Finding your pack can change your life – just as it changed mine after my service injury

Essay By
Josh Michael
Guest Author

Josh Michael is a 2023 Stand-To Veteran Leadership Program Scholar and a member of Team 43.

Having a group of like-minded individuals can have a major impact on success. Some might call it “finding your pack.”  

Like many of the thousands of post-9/11 veterans transitioning from service, I was taught to work as part of a team. That was true in my family and during the tough training months and action-packed deployment in the camaraderie-rich job of infantry. Even though I joined older than most at 29, our team had endured the same struggle and got through it together.  

But my world changed forever a month before deploying back to the States. My left side was destroyed by a mortar round that took me out of the fight. I was devastated I couldn’t complete the mission with my pack. I thought I would run with my guys for years to come, and it was cut short. Being medevacked to Fort Sam Houston to start my road to recovery, my confidence was shattered. But I was blessed to find new packs. 

I arrived wondering if my arm would work the same way again. Who would want to hire a 30-year-old disabled vet? Could this brain trauma change me? Then I realized that I was surrounded by others in a similar situation. Some better and some much worse.  

Watching 19-year-old triple amputees driving around in their motorized wheelchairs with big grins on their faces really changed my perspective. They’d decided that their injuries weren’t going to define who they were. That was a pack I wanted to be a part of. During my two years at Fort Sam Houston, I also encountered many soldiers who let their injuries define them and waited on something to happen to them instead of making it happen. I decided to embrace a positive attitude. Once I did, my recovery was much faster and my confidence was back! 

Until it was time to medically retire. What now? How can anyone understand what I’ve been through? Will I meet their expectations? Many consider the ones who served “heroes.” How does one wear that responsibility? I was just an old slow guy in the wrong place at the right time. 

I knew that I needed to adapt to my new environment, which, at the time, didn’t include any family or friends. Finding a church that adopted me was a game changer. I had instant community that made my transition much easier. I had a real experience with veteran allies that continue to shape me. 

While passing through Dallas, I decided to visit the George W. Bush Presidential Center. It was newly open, and I always thought President Bush was a great guy. I had just started to mountain bike and saw in one of the exhibits that he hit the trails as well! I saw that they had a mountain bike ride that the president hosts called the W100K. I thought, why not apply? I never thought I would have a chance until I got the call, but they accepted me!

- **GIVEN ENTRIES**
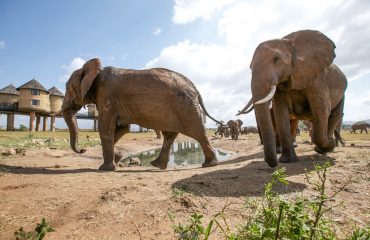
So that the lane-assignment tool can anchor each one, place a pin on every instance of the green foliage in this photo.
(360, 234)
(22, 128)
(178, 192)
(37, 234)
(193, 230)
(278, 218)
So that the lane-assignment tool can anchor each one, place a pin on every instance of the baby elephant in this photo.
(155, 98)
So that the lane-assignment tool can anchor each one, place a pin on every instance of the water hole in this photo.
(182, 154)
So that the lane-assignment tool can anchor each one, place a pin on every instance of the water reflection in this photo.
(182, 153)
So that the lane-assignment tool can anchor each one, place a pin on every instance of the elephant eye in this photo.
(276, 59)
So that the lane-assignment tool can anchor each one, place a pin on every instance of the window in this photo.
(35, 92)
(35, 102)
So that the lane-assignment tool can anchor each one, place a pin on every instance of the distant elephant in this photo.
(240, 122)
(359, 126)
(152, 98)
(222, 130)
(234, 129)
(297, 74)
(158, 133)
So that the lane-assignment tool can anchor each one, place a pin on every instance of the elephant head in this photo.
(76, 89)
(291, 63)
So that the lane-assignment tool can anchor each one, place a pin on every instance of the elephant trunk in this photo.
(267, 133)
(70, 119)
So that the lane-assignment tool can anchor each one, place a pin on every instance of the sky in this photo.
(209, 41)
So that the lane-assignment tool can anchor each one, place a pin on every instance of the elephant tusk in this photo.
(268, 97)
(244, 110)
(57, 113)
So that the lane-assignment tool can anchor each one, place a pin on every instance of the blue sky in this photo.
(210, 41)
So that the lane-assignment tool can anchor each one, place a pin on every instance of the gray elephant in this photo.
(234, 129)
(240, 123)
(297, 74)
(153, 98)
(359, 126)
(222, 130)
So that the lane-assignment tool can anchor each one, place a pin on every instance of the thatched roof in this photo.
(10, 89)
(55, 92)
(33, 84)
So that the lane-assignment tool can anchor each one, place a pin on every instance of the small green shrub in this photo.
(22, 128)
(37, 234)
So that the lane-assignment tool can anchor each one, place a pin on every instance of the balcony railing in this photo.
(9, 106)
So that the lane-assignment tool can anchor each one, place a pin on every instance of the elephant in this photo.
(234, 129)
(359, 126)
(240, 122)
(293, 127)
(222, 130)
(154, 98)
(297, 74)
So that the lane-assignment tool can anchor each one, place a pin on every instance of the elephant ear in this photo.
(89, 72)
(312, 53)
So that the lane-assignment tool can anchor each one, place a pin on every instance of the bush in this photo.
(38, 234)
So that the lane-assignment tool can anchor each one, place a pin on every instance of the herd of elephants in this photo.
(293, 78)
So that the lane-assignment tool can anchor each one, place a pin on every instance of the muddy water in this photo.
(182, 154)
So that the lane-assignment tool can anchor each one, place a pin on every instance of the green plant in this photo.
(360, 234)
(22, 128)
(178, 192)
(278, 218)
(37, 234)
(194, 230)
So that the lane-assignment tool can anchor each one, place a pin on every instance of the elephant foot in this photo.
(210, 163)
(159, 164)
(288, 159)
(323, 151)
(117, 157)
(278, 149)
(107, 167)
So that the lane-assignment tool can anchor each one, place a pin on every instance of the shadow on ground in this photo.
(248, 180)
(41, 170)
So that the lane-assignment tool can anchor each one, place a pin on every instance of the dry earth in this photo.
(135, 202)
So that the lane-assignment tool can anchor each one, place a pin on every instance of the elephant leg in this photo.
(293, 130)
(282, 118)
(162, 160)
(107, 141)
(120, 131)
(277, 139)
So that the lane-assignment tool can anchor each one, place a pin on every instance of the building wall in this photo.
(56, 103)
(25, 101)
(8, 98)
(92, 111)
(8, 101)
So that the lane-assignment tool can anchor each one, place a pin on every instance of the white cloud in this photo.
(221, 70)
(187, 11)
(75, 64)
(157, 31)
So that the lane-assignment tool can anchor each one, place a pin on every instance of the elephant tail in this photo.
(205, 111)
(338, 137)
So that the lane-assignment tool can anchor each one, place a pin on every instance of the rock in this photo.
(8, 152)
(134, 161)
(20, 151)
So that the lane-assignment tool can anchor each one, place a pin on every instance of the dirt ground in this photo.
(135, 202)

- **CHECK YOUR UNDERSTANDING**
1 - Copy the part of the pack essay that begins with the words containing "Finding your pack can" and ends with "through it together.".
2 - Write the next part of the pack essay, starting after its last sentence.

- **OUTPUTS BY TASK**
1 -
Finding your pack can change your life – just as it changed mine after my service injury

Essay By
Josh Michael
Guest Author

Josh Michael is a 2023 Stand-To Veteran Leadership Program Scholar and a member of Team 43.

Having a group of like-minded individuals can have a major impact on success. Some might call it “finding your pack.”  

Like many of the thousands of post-9/11 veterans transitioning from service, I was taught to work as part of a team. That was true in my family and during the tough training months and action-packed deployment in the camaraderie-rich job of infantry. Even though I joined older than most at 29, our team had endured the same struggle and got through it together.

2 -
Enter Team 43. I found a pack that I didn’t even know existed. Meeting the president was amazing – but the other riders were just like me. They had all gone through traumatizing events and endured strong.  

This team of veterans was stacked with experience and talent. I had only been retired for a year, and the network I gained accelerated my transition path. The top tier of veteran allies that work with Team 43 cemented my belief that veterans need community and purpose to reach their full potential. It was the message of servant leadership that resonated with me from this program. If we have something great, we should help others achieve greatness. 

It was the help of a mentor who supports the veteran community that led me to an amazing career in a field that supports others in the medical device space. It was out of my comfort zone, and I had to move my family to a different city to work at this company. Same thoughts running through my head: Can I do this, another new pack?   

When I found the Veteran Employee Resource Group at my company, I was relieved. I was able to connect with other veterans who had integrated into the company culture, and it was a great help to my career. After everything I’d experienced, I felt that I could help other veterans transitioning to my company.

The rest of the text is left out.